Region pointing data:
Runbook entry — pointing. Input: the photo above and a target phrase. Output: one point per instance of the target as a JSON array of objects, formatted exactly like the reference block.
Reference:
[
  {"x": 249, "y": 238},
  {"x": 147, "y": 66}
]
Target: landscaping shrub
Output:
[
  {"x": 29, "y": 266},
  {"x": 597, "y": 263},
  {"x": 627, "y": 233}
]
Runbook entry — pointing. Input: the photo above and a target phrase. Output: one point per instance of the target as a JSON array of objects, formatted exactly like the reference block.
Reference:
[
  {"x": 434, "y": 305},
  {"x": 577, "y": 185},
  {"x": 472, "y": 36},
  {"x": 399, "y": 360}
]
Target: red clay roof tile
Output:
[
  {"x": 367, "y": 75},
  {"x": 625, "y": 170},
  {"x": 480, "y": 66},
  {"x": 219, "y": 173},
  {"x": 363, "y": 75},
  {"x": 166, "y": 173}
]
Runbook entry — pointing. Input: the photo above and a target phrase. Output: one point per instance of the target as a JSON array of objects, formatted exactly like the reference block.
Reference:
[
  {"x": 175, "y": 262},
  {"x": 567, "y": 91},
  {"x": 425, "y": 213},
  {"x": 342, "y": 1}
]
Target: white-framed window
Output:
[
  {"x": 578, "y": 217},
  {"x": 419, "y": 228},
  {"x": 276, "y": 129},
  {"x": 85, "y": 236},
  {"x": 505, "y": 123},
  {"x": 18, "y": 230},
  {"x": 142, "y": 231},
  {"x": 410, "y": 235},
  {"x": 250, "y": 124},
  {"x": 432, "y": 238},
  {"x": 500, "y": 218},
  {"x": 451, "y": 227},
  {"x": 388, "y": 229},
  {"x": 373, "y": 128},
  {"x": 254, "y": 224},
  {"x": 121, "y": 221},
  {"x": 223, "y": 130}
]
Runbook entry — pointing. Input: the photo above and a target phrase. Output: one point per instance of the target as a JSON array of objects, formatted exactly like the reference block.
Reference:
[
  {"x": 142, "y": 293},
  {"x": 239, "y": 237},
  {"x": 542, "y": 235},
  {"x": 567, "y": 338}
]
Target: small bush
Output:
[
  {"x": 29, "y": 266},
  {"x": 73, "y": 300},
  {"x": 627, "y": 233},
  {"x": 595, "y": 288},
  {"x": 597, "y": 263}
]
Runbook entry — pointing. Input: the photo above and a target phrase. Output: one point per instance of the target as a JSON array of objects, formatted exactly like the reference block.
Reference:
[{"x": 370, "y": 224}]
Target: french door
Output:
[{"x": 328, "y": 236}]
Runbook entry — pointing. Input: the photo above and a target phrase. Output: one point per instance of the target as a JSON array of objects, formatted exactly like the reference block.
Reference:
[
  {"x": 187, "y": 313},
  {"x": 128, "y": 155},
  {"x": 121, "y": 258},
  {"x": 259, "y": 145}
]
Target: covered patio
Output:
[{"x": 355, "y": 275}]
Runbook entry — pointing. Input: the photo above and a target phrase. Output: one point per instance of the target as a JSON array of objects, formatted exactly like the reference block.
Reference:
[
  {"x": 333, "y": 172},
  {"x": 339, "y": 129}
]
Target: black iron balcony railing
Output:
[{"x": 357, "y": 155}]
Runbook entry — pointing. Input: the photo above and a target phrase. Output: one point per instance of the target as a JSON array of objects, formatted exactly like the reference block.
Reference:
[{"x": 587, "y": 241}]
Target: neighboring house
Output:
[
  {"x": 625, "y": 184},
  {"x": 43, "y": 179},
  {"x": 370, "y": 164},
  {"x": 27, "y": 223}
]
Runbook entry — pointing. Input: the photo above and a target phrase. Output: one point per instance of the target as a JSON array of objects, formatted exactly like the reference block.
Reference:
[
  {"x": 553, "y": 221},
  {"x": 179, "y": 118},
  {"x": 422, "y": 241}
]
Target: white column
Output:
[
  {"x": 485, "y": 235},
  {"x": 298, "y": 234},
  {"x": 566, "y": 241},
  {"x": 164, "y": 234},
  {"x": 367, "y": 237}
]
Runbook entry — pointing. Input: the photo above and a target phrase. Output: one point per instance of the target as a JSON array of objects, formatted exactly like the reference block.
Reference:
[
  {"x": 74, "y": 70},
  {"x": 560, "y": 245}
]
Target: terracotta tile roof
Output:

WHAT YOU SHOULD DO:
For every line above that holds the string "roof", add one to a count; give that count alone.

RESULT OF THIS EXERCISE:
2